> _PASSAGE PROVIDED_:
+---+

# What else can I do with him?



## Kaifyre (Jun 16, 2016)

Hey all. So my Shire yearling Thunder is ... just sitting ... and I was wondering what sort of things you driving folks do with your young horses to get them ready for harness work? Obviously he won't be driven for a while, but I know there's SOMETHING out there he can learn while we wait ...

As of today he can: lunge (walk/trot only, and we practice this about 3 times a year to keep stress on his joints down), lead well beside or behind at a walk and trot, pony, pick up all 4 feet with only a tap on the ankle, stand tied, load in the trailer, stand for grooming/bathing/fly spray/etc, yield hindquarters/forequarters, back up, step over tarps/logs/small ditches, flex to the halter (because, draft or not, I can't stand a horse that is heavy on the halter), and stand still like a gentleman while plastic bags, milk jugs filled with a few pieces of gravel, streamers, balloons, and a partridge in a pear tree are draped, rubbed, and flung onto him from all sides.

+---+

> _PROVIDED RECORDS_:
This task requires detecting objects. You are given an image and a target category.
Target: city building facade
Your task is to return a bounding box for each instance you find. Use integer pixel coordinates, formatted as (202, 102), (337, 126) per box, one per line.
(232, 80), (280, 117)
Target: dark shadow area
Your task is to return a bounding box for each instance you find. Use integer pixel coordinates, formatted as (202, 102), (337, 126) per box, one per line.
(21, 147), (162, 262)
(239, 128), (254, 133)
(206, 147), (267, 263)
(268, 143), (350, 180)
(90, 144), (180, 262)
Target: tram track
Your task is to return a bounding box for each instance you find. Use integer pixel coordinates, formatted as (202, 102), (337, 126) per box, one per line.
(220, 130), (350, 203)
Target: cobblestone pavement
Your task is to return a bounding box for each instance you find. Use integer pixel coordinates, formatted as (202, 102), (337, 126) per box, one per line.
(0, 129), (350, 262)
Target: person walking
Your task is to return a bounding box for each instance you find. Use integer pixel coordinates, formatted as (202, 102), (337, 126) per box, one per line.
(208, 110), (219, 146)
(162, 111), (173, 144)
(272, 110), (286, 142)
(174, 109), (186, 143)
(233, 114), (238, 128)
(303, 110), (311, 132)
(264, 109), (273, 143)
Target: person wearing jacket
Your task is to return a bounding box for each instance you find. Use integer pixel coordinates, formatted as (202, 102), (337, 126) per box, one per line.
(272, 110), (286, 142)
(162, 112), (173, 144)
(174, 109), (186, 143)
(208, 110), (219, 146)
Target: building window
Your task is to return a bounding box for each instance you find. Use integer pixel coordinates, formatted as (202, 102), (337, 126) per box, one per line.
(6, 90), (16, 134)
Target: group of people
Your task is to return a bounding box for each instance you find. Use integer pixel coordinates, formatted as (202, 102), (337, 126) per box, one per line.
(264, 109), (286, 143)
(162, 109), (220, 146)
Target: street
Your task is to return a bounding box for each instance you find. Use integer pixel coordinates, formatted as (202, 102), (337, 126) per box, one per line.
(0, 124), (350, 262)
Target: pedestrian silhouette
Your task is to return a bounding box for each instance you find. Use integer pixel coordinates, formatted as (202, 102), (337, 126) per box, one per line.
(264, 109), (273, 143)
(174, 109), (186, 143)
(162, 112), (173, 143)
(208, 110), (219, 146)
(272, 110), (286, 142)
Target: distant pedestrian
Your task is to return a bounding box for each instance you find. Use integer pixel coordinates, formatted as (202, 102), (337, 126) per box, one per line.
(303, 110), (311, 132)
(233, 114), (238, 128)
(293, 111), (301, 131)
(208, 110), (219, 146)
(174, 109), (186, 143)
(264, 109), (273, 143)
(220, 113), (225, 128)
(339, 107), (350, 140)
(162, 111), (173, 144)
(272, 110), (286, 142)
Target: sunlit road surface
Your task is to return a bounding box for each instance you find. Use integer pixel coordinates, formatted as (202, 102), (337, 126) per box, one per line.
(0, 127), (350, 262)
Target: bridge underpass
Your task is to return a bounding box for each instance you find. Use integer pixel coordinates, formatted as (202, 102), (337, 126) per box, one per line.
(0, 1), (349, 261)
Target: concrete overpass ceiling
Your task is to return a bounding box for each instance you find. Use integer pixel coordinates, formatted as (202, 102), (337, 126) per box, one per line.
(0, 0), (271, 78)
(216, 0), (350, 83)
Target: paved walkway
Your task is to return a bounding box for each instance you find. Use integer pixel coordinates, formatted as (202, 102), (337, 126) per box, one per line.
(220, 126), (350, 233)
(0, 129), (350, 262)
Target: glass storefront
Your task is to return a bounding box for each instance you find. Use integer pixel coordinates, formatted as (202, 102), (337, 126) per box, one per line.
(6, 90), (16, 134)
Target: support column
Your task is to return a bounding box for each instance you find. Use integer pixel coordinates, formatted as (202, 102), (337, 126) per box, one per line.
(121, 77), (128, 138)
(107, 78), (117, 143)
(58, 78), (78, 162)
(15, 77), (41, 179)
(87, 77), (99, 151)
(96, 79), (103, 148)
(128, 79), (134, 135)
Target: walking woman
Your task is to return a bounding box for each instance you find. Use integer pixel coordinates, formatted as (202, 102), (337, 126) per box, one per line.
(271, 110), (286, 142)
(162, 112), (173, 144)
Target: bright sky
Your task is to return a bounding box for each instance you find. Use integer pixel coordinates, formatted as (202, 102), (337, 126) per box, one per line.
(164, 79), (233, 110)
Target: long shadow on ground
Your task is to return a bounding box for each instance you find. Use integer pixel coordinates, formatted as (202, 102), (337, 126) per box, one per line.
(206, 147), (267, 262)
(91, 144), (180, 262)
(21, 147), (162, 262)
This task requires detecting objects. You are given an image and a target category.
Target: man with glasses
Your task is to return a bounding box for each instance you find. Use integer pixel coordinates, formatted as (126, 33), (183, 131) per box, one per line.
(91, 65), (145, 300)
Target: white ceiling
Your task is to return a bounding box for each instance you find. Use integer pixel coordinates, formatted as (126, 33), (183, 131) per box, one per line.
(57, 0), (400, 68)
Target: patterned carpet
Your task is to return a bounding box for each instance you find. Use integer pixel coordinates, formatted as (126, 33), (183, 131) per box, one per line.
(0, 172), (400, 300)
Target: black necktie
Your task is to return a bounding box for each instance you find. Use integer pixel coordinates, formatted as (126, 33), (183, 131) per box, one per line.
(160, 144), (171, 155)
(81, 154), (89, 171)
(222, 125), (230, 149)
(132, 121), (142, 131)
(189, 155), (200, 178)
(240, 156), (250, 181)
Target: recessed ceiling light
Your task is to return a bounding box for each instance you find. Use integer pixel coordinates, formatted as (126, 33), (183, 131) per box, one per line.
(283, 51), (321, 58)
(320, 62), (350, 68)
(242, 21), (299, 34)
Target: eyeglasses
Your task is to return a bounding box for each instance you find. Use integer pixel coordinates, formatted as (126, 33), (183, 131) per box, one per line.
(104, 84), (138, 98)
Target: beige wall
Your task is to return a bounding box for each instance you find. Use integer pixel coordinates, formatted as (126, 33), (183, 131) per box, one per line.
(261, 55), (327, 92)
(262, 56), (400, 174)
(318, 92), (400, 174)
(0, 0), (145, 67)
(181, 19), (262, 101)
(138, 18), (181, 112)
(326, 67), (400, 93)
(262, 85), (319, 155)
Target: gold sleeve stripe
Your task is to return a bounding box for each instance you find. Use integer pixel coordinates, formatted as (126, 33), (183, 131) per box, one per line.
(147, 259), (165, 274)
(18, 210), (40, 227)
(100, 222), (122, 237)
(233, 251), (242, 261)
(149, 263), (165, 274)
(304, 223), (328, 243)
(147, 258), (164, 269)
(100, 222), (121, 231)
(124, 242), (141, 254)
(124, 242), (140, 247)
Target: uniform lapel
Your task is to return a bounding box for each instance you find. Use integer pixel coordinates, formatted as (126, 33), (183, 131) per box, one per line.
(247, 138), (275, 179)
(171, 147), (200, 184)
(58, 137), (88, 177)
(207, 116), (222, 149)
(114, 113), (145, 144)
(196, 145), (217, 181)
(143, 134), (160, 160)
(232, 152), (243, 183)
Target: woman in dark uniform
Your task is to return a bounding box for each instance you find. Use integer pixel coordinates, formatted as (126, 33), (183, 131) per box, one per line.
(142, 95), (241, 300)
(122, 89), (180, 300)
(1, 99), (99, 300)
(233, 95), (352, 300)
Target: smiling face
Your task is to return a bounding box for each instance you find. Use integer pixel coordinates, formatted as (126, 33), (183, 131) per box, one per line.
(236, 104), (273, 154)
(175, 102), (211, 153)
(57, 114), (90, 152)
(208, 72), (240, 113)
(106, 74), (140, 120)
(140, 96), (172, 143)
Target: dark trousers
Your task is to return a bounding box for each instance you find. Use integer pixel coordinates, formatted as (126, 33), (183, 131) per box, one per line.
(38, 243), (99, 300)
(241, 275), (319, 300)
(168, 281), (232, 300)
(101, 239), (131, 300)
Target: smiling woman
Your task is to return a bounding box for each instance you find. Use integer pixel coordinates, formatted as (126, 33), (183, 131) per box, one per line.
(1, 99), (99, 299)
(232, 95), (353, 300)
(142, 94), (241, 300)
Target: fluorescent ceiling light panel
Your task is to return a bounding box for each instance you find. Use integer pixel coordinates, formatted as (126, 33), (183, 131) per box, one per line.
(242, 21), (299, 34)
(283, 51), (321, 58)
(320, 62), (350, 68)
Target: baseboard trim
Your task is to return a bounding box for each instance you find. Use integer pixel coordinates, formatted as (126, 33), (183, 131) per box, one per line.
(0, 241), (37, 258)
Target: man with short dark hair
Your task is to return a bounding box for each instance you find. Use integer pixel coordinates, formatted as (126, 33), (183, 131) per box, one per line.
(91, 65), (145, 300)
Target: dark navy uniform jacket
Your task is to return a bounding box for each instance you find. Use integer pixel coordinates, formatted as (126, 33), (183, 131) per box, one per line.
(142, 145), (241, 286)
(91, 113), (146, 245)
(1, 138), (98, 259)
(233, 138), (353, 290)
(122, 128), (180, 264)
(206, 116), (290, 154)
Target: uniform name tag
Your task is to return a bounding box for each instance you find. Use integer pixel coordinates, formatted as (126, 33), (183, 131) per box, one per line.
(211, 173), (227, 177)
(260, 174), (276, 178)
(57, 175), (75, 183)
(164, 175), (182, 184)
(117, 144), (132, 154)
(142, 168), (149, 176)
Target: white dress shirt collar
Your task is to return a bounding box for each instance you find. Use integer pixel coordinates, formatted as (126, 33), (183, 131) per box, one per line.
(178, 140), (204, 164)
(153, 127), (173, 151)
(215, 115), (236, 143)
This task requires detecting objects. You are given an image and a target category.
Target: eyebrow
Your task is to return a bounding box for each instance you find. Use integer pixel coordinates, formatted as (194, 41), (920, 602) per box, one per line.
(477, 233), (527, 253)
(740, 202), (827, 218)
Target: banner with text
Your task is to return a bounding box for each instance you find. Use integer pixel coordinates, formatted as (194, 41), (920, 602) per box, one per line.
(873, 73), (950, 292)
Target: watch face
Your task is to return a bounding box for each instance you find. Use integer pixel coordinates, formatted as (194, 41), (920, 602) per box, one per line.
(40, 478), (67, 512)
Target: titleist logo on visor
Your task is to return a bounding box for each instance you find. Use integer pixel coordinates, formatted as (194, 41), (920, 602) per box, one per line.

+---+

> _TASK REQUIREMENTS_: Continue the forum post about getting a Shire yearling ready for harness work, starting right after its final sentence.

> _ANSWER FOR THE TASK_:
I want him to be as prepared as possible for his driving training next year. I have spoken with his breeder about it and, after spending some time fiddling with Dreams, she has professed herself impressed with the training I've put on him, and told me that she is willing to help coach me through Thunder's driving training since I want to be very involved with it. I am so excited, I have trained a large number of riding horses through the years but this is my first driving training experience. I am absolutely confident that I can do whatever groundwork is required, whatever desensitizing is required, by myself at home, I just need to know what I should be working on. Early next year I'll start driving lessons with the breeder, and I attended a driving clinic this year where I learned the basics of putting to, driving a single and a team, etc. So by the time Thunder is ready to actually begin driving training I'll presumably know what I'm doing, hopefully. The breeder will be literally right beside me telling me what to do, so I'm not concerned there.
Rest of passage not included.